---------- SUPPLIED ENTRIES

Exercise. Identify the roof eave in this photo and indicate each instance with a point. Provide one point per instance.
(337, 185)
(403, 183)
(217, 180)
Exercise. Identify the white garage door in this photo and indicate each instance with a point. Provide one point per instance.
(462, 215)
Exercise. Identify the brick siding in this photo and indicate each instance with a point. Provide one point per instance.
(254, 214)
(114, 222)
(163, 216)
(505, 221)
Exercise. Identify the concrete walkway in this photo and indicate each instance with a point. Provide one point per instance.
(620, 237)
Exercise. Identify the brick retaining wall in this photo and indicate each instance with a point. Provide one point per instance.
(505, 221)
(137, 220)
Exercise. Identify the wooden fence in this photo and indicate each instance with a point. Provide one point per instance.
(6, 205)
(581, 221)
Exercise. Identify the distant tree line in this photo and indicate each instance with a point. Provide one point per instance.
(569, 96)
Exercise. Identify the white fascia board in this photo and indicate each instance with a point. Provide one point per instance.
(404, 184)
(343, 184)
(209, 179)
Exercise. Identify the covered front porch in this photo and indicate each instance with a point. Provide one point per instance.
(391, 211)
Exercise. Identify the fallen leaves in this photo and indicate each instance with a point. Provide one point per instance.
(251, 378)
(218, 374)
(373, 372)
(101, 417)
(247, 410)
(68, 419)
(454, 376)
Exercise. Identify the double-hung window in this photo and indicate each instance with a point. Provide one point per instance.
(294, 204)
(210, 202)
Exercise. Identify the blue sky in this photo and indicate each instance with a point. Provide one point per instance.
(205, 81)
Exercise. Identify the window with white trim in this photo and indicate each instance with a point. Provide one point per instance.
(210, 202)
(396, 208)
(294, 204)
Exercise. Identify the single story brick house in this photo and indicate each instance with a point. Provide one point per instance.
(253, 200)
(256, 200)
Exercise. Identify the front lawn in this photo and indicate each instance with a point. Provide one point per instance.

--------------------

Reproduce every line of the items, starting at the line that contains "Exercise. Identify the single" and ending at the last line of the items, with the request lines unchanged. Multiply each point coordinate in the answers by 1.85 and round to whole numbers, with halves rounded up.

Exercise. Identify the single story brick house in this photo and indicate each instance with a point. Provide one point per instance.
(468, 370)
(474, 370)
Exercise. Identify the front lawn in this photo and indicate each instance with a point. Provide one point per instance.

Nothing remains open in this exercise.